§ **Task prompt**: The job is to output exactly the lines that run from the start of the entries through the line containing "Query: woman with patterned shawl", pictures omitted.

*** Data Section Begins ***

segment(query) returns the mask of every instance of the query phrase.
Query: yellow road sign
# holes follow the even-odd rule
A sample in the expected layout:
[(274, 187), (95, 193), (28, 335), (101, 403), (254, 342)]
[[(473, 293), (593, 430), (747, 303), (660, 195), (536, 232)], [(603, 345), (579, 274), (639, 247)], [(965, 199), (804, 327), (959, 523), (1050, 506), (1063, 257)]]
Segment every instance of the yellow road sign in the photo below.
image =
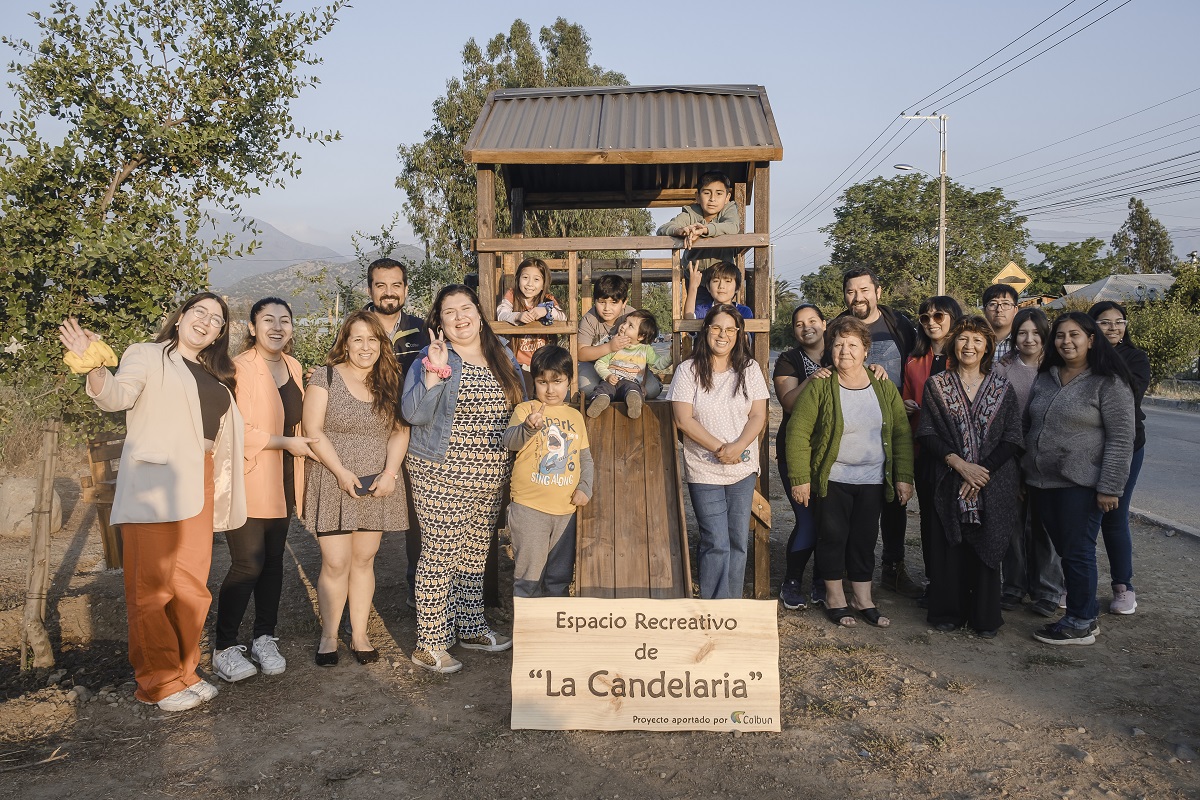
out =
[(1025, 270), (1017, 266), (1015, 261), (1008, 262), (1008, 265), (996, 273), (996, 277), (992, 278), (992, 283), (1003, 283), (1017, 290), (1017, 294), (1025, 291), (1029, 284), (1033, 283), (1033, 278), (1025, 274)]

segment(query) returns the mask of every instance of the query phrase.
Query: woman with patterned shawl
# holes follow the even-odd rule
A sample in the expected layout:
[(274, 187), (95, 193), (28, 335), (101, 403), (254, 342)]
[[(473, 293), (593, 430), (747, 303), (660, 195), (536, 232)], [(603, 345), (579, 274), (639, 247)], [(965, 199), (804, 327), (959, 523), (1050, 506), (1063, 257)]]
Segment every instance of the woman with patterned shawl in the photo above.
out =
[(917, 428), (934, 468), (928, 619), (939, 631), (970, 625), (991, 639), (1004, 624), (1000, 562), (1021, 530), (1021, 413), (1008, 379), (992, 371), (987, 320), (960, 319), (949, 340), (946, 370), (925, 384)]

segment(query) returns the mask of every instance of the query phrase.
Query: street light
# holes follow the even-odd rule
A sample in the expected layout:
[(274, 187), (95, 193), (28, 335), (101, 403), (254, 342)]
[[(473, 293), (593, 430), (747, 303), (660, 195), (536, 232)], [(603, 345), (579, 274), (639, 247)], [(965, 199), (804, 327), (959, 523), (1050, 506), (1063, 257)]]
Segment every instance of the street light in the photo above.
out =
[[(904, 115), (905, 119), (928, 119), (938, 121), (938, 151), (941, 162), (941, 184), (942, 195), (938, 202), (938, 288), (937, 293), (943, 295), (946, 293), (946, 114), (938, 114), (936, 116), (917, 116)], [(917, 169), (911, 164), (897, 164), (896, 169), (908, 170)], [(918, 170), (925, 172), (925, 170)], [(928, 172), (925, 172), (929, 177), (933, 177)]]

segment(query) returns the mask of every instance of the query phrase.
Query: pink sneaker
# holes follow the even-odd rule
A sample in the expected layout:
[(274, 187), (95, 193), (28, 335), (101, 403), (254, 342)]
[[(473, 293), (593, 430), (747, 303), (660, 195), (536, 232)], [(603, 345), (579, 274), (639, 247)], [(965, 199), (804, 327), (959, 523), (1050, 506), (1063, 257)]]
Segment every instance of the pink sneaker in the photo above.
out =
[(1137, 594), (1133, 589), (1127, 589), (1123, 583), (1114, 586), (1113, 599), (1108, 605), (1108, 613), (1132, 614), (1135, 609), (1137, 609)]

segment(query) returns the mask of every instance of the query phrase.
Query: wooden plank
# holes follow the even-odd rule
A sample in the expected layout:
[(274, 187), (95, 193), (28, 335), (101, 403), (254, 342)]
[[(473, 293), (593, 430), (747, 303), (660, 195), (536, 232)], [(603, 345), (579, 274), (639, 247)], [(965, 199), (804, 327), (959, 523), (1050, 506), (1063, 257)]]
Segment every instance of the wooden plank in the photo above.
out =
[(88, 445), (88, 460), (93, 464), (100, 461), (117, 461), (125, 447), (125, 437), (107, 441), (93, 441)]
[[(674, 325), (678, 325), (683, 319), (683, 294), (682, 281), (683, 273), (680, 268), (679, 261), (680, 252), (678, 250), (671, 251), (671, 319)], [(675, 368), (679, 366), (680, 356), (683, 349), (683, 336), (679, 331), (672, 327), (671, 330), (671, 375), (675, 375)]]
[(750, 501), (750, 514), (763, 525), (771, 527), (771, 501), (754, 490), (754, 497)]
[[(745, 323), (746, 323), (746, 330), (749, 331), (750, 333), (767, 333), (771, 330), (771, 320), (769, 320), (769, 319), (759, 319), (759, 318), (755, 317), (754, 319), (745, 320)], [(677, 320), (675, 320), (675, 330), (682, 332), (682, 333), (698, 333), (698, 332), (704, 330), (704, 320), (702, 320), (702, 319), (677, 319)], [(757, 358), (758, 357), (758, 352), (757, 352), (758, 351), (758, 340), (757, 339), (755, 340), (754, 344), (755, 344), (755, 358)], [(766, 345), (768, 348), (767, 353), (769, 355), (770, 354), (770, 349), (769, 349), (770, 341), (768, 341), (766, 343)]]
[[(668, 456), (674, 460), (675, 442), (669, 439), (664, 441), (670, 436), (670, 427), (662, 424), (664, 413), (671, 413), (671, 404), (665, 400), (651, 400), (646, 403), (641, 419), (646, 453), (646, 550), (649, 555), (647, 585), (650, 597), (659, 600), (684, 596), (683, 584), (677, 580), (673, 569), (678, 563), (678, 559), (673, 555), (679, 551), (678, 531), (675, 530), (678, 520), (672, 519), (671, 509), (668, 503), (664, 502), (675, 493), (674, 481), (667, 483), (671, 472), (664, 463)], [(672, 542), (675, 542), (674, 548), (671, 547)], [(682, 573), (682, 568), (679, 571)]]
[[(478, 129), (478, 125), (476, 126)], [(464, 150), (469, 164), (698, 164), (782, 161), (783, 147), (690, 147), (686, 150), (512, 149)]]
[(543, 325), (539, 321), (527, 322), (524, 325), (513, 325), (511, 322), (493, 322), (491, 323), (492, 330), (500, 336), (509, 336), (514, 333), (529, 333), (541, 336), (543, 334), (554, 334), (556, 336), (570, 336), (573, 333), (579, 332), (579, 325), (571, 327), (570, 322), (555, 322), (553, 325)]
[(696, 193), (691, 189), (687, 190), (686, 199), (635, 199), (633, 202), (580, 197), (579, 199), (570, 201), (555, 202), (553, 200), (543, 200), (537, 204), (533, 204), (529, 201), (529, 198), (532, 196), (532, 194), (526, 195), (526, 211), (576, 211), (586, 208), (679, 208), (681, 205), (687, 205), (688, 201), (695, 202), (696, 199)]
[[(480, 240), (496, 235), (496, 173), (491, 165), (475, 170), (475, 235)], [(516, 248), (519, 249), (519, 248)], [(496, 257), (490, 252), (477, 252), (479, 261), (479, 293), (483, 301), (483, 316), (496, 320), (497, 286), (494, 275)]]
[[(617, 493), (614, 528), (616, 596), (650, 596), (650, 557), (647, 542), (645, 465), (641, 419), (625, 416), (625, 404), (617, 403), (601, 416), (613, 419), (613, 462)], [(661, 498), (658, 502), (662, 502)]]
[[(758, 199), (754, 203), (754, 232), (770, 238), (771, 231), (771, 173), (770, 165), (756, 164), (754, 169), (754, 184)], [(774, 294), (775, 273), (771, 264), (771, 248), (756, 247), (754, 249), (754, 304), (751, 306), (758, 317), (770, 321), (771, 298)], [(757, 336), (754, 339), (754, 358), (763, 371), (763, 377), (770, 384), (767, 374), (771, 359), (771, 342), (769, 336)], [(771, 496), (771, 447), (767, 439), (769, 425), (764, 426), (758, 437), (759, 476), (758, 491), (762, 497)], [(770, 503), (767, 504), (768, 508)], [(754, 596), (766, 599), (771, 596), (771, 525), (764, 528), (761, 524), (754, 526)]]
[[(490, 174), (490, 173), (488, 173)], [(494, 198), (493, 198), (494, 199)], [(478, 217), (479, 214), (477, 213)], [(494, 224), (494, 220), (493, 220)], [(526, 250), (550, 253), (575, 250), (678, 250), (682, 240), (674, 236), (568, 236), (525, 239), (497, 239), (494, 233), (478, 236), (472, 247), (479, 254), (519, 253)], [(732, 236), (717, 236), (700, 239), (692, 245), (693, 250), (734, 249), (766, 247), (771, 244), (765, 234), (741, 233)]]
[[(679, 530), (671, 536), (671, 563), (679, 570), (676, 580), (681, 581), (685, 591), (684, 597), (692, 596), (692, 554), (688, 549), (687, 525), (684, 520), (687, 519), (683, 510), (683, 463), (681, 461), (679, 441), (679, 428), (675, 425), (675, 413), (670, 408), (671, 404), (667, 403), (667, 416), (670, 421), (670, 436), (663, 440), (663, 446), (666, 447), (670, 442), (671, 449), (674, 451), (671, 458), (664, 461), (664, 464), (671, 470), (675, 480), (675, 511), (679, 520)], [(664, 422), (665, 426), (665, 422)], [(671, 480), (668, 477), (667, 480)]]
[(617, 475), (613, 464), (612, 414), (587, 418), (588, 443), (595, 463), (592, 500), (583, 507), (575, 543), (575, 594), (614, 597), (611, 520), (617, 505)]
[(513, 236), (525, 235), (525, 190), (521, 187), (514, 187), (508, 193), (508, 207), (512, 215), (512, 221), (509, 223), (509, 232)]
[(567, 349), (571, 351), (571, 396), (579, 391), (579, 254), (567, 253)]
[(630, 283), (629, 300), (633, 303), (634, 308), (642, 307), (642, 260), (633, 258), (629, 260), (630, 264)]
[(606, 203), (608, 208), (624, 205), (627, 208), (661, 202), (664, 205), (680, 205), (696, 202), (695, 189), (630, 189), (628, 192), (614, 191), (571, 191), (571, 192), (529, 192), (525, 195), (527, 209), (544, 208), (546, 206), (561, 206), (570, 203)]
[[(576, 253), (578, 257), (578, 253)], [(583, 289), (583, 296), (579, 298), (580, 313), (586, 314), (592, 310), (592, 260), (590, 258), (580, 259), (581, 276), (580, 285)]]

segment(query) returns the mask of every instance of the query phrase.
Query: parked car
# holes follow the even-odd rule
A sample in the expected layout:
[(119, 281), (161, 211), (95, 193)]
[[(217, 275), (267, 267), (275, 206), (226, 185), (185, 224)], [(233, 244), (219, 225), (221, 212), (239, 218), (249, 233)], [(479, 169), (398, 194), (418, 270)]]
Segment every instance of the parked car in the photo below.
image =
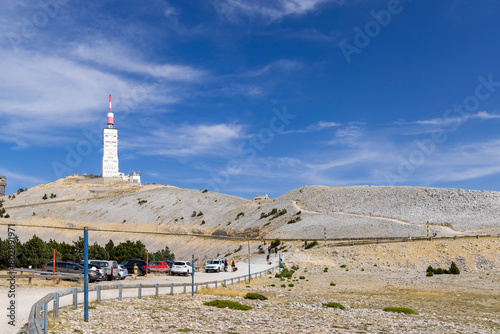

*** Data Section Ends ***

§ **Reply**:
segment(query) returns the mask of every instance of the query phrase.
Query: yellow road sign
# holes follow the even-odd rule
A sample in the expected layout:
[(274, 187), (95, 193), (28, 335), (101, 403), (254, 342)]
[[(473, 293), (593, 430), (747, 303), (660, 195), (536, 232)], [(603, 345), (579, 274), (639, 247)], [(965, 199), (804, 327), (959, 523), (1050, 506), (1063, 257)]]
Segment every instance of the yellow road sign in the photo below.
image =
out =
[(1025, 270), (1017, 266), (1015, 261), (1008, 262), (1008, 265), (996, 273), (996, 277), (992, 278), (992, 283), (1003, 283), (1017, 290), (1017, 294), (1025, 291), (1029, 284), (1033, 283), (1033, 278), (1025, 274)]

segment(query) returns the mask of every instance of the query phrase.
Query: woman with patterned shawl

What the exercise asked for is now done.